───── RECORDS SUPPLIED
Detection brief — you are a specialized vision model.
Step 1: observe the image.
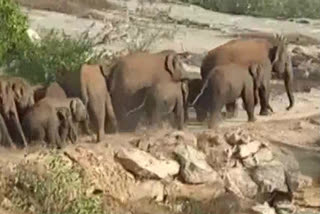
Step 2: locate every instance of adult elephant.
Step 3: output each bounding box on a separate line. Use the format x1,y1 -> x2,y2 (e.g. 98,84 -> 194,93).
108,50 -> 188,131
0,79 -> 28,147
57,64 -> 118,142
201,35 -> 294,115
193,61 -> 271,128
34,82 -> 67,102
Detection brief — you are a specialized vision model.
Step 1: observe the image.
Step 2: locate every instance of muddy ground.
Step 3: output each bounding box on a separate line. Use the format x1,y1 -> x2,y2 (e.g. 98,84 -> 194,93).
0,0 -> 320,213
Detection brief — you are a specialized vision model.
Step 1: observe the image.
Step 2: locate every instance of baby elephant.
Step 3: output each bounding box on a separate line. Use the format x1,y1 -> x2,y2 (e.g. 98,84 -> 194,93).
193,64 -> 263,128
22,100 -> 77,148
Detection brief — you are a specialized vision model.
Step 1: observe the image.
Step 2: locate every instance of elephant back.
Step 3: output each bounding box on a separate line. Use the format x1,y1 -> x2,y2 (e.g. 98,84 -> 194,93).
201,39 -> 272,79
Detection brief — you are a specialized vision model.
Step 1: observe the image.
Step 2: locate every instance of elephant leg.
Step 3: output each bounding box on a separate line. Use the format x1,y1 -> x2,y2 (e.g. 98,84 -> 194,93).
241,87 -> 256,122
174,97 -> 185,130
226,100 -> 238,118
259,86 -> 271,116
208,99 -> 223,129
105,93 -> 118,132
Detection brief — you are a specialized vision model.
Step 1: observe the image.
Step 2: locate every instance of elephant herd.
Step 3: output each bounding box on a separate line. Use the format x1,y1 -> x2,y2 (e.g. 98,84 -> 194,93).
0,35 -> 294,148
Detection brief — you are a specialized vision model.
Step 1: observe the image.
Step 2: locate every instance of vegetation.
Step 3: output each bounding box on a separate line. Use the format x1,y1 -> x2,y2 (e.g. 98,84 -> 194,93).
──────────
Rewrite the lines as a numbered list, from the first line of the items through the line that contains "34,82 -> 67,102", with both ends included. Skip blank lines and leave out the picture.

CORRECT RESULT:
1. Detection brief — you are a specialized vision model.
2. Step 1: observe the image.
3. Step 2: locate every instance of adult elephant.
4. Step 3: output each bounding box on a separate line. Use the format x1,y1 -> x2,y2 (e.g. 98,84 -> 194,93).
5. 108,50 -> 188,131
6. 0,79 -> 28,147
7. 57,64 -> 118,142
8. 201,35 -> 294,115
9. 193,61 -> 271,128
10. 34,82 -> 67,102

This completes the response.